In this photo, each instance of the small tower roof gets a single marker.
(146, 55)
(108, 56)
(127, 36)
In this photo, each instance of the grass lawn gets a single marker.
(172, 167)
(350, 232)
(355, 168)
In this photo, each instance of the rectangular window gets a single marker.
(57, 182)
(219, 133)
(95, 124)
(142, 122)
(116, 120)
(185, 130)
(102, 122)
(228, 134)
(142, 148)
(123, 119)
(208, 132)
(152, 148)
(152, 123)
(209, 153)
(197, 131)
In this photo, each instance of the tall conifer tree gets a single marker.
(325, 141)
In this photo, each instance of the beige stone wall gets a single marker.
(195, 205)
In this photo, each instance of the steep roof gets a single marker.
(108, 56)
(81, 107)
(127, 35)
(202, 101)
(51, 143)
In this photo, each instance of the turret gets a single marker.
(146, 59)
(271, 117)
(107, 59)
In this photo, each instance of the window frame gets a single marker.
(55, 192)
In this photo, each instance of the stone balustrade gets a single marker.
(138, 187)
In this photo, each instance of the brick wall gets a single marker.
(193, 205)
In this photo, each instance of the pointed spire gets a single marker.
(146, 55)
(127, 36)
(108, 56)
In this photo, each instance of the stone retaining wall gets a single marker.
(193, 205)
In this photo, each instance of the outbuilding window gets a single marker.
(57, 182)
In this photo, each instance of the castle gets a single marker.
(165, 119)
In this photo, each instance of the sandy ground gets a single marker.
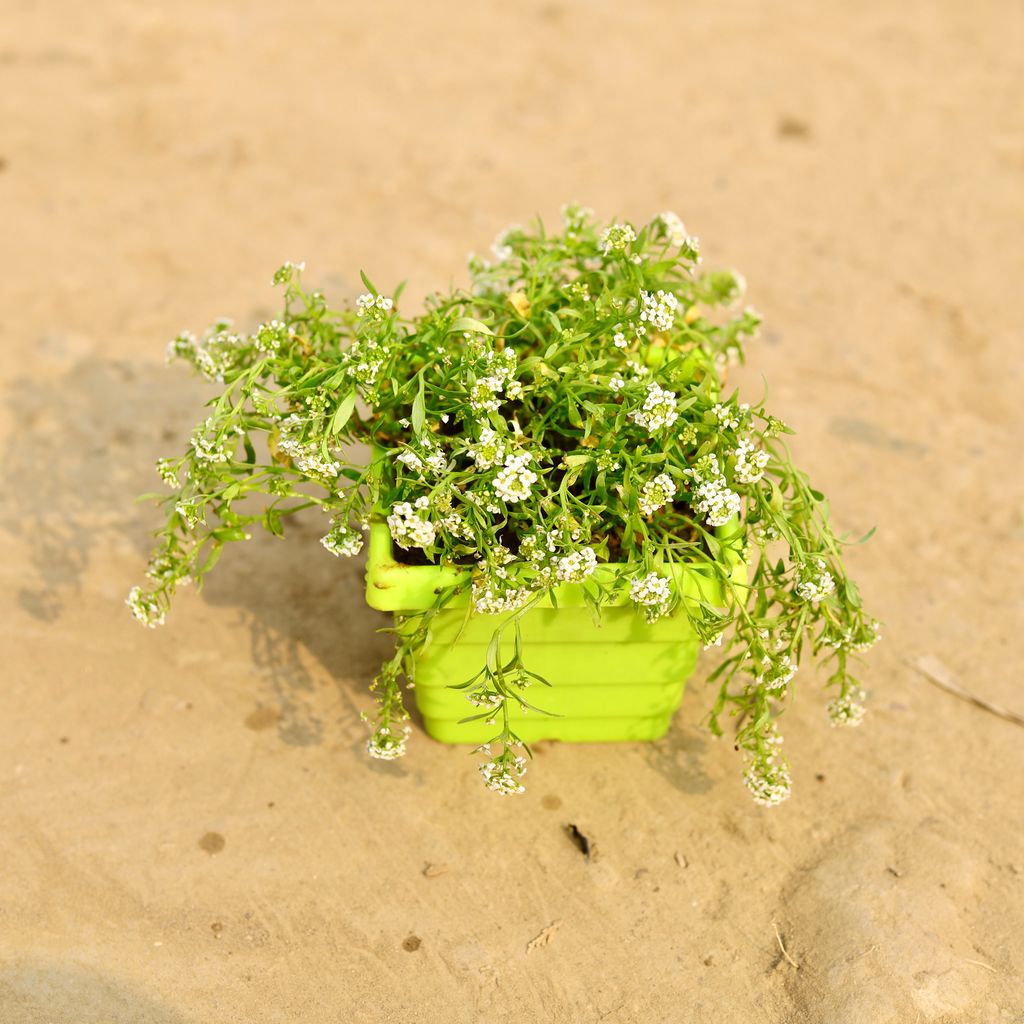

Task objective: Reproduce all of the entries above word for word, omitting the picture from your answer.

Solution below:
In this photo, each instance of the small tower roof gets a single marker.
(146, 55)
(108, 56)
(127, 36)
In this photo, each instance of the grass lawn gets a single marker.
(172, 167)
(350, 232)
(355, 168)
In this photo, each instance of the rectangular window gets a single marker.
(57, 182)
(219, 133)
(95, 124)
(142, 122)
(116, 120)
(185, 130)
(102, 122)
(228, 134)
(142, 148)
(123, 119)
(208, 132)
(152, 148)
(152, 123)
(209, 153)
(197, 131)
In this photo, each instance of the tall conifer tree gets a single marker.
(325, 141)
In this photo, each instance of the beige stone wall gets a single marker.
(195, 205)
In this photo, each instance of the steep roof gets a single marker.
(108, 56)
(81, 107)
(127, 35)
(202, 101)
(51, 143)
In this photo, each instance of the turret gets a single marker.
(146, 59)
(271, 117)
(107, 59)
In this photo, each instance of the window frame gets a single marker.
(55, 192)
In this photo, each instance of the stone balustrade gets a single marker.
(138, 187)
In this photo, each instance of the brick wall gets a single marker.
(193, 205)
In this photo, each instance of the pointed spire gets a single marker.
(146, 55)
(127, 36)
(108, 56)
In this photo, each instance of the stone retaining wall gets a single marker.
(193, 205)
In this photo, each instance of the outbuilding window gets a single marker.
(57, 182)
In this photo, each instance of the castle gets a single marker.
(165, 119)
In this photo, each instance of the sandy ground gets a single marker.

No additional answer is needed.